Putin’s Election Hack May Just Save Our Democracy

Itai Leshem
4 min readNov 24, 2017

--

“If freedom of speech is taken away, then dumb and silent we may be led, like sheep to the slaughter.” ― George Washington

The current digital age grants us access to information and to communication tools in quality and scope unimaginable only a century ago. We naturally assume such individual empowerment has bettered the state of our liberty. It has not.

The true weakened and frail state of our fundamental rights was on display this year when we all accepted as feasible a reality in which a foreign government was able to spend a ridiculously small fortune in order to communicate with Americans and inject enough disinformation that may have tilted the outcome of the presidential elections.

That wake-up call should cause US legislators to zoom out from that one election-related instance and address the monumental breach in western democracies exposed by Russia. More specifically, our takeaways from that fiasco should be as follows:

(a) the ads and sponsored content we are exposed to are the product of a powerful communication network which can be used as a global thought control system annulling our freedom of speech;

(b) there is an inherent flaw, we haven’t yet identified, in the way that communication platform is operated, putting our liberty at risks that were completely impossible only 20 years ago;

(c ) we are clueless of and defenseless against the numerous entities, commercial or otherwise, who pay Facebook, Twitter and others billions of dollars to manipulate the masses;

I believe I have identified that flaw and the way to mend it

Current modus operandi of social networks obscurely but dramatically empower the already powerful, subordinating our fundamental rights to their interests. This is done by granting only paying entities the exclusive access to big data based technology which powers the ads networks and sponsored content.

By depriving non paying individuals and communities the benefits of that powerful communication technology the social networks have skewed the delicate balance between individual rights and the rights of corporations and other entities. We are still in the early stages of such shift in balance but our prospects are not looking good. There is an entire industry, ad tech, working on improving the unconventional weapons of communication we don’t possess ourselves.
——————
WORK TO DO: Could you carry on the essay about social networks and foreign election disinformation, picking up right after its final sentence?

INFORMATION SUPPLIED:
——————
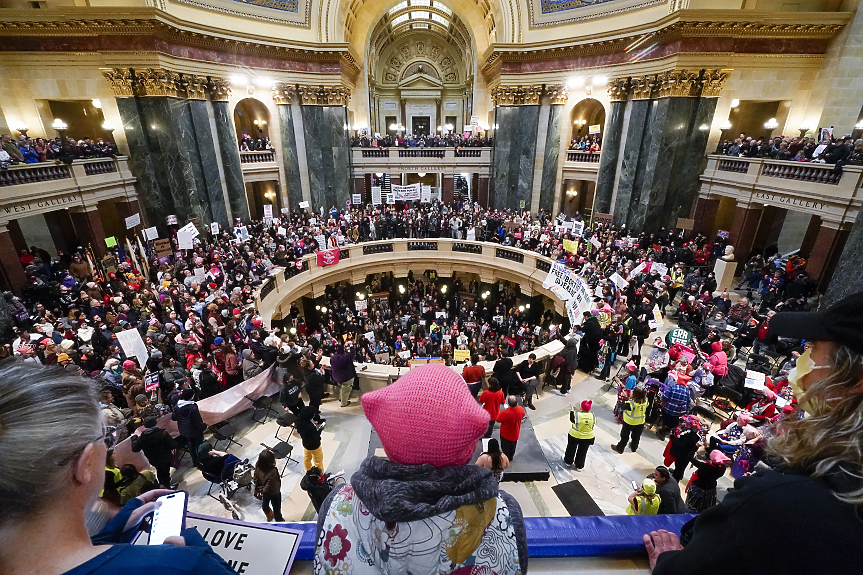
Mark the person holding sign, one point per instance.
(46, 498)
——————
TASK RESULT:
This is not a theoretical risk, the poor state of our freedom of speech is already evident to all social media users, we accept it as a fact of life and give it no extra thought. Countless users around the world with extraordinary content, experience or insights which, if given a fair chance, would be engaging and extremely valuable to millions, are mostly ignored, silenced by their inability to reach the relevant audience for their content.

Not everybody are gifted in that way, but we are all censored on Facebook, Twitter and here :-) by systems designed to reward only those with money or power and mute the rest who, to no avail, are trying to exercise their freedom of speech.

The disturbingly pertinent warning of George Washington should cause us to heed and realize that when are voices are all but mute then indeed dumb and silent we may be led, like sheep to the slaughter.

The patch I offer we introduce

As one sheep to another, I suggest we legislate the Fair & Equal Demographic Targeting Act which would oblige all social players to apply their demographic targeting tools to enhance our freedom of speech and the flow of information and ideas by dedicating the same amount of yearly views their sponsored ads/content got, to efficiently promote users’ generated content to relevant audiences unreached today, based only on the merits of the content itself to interest others as shall be determined by a transparent, equal and fair algorithm and the use of sampling groups.

The 1:1 ratio suggested between the overall amount of commercially promoted content and users’ content is of course arbitrary and the ratio may need to be different to have the sought effect, but by mandating that Facebook and others use the same content distribution technology to both types of content and by obliging them to maintain a regulatory set ratio between the aggregated views number of both types of content we would be able to minimize our vulnerability to manipulation as well as guarantee our freedom of speech.

By taking down the arbitrary barriers in social networks which serve to segregate us to small social ghettos and make us easy prey, we would discover our voice, that of others, and realize that united we stand, divided we fall.

Although the stakes are similar this is not a new Manhattan Project as we would be applying the exact same technology running today to sponsor the spread of information, disinformation or trigger us to reach for our wallets.

It’s a future we would all benefit from, including the investors in the relevant giants, but it would be irresponsible to count on Mark Zuckerberg and his peers to level the playing field for us.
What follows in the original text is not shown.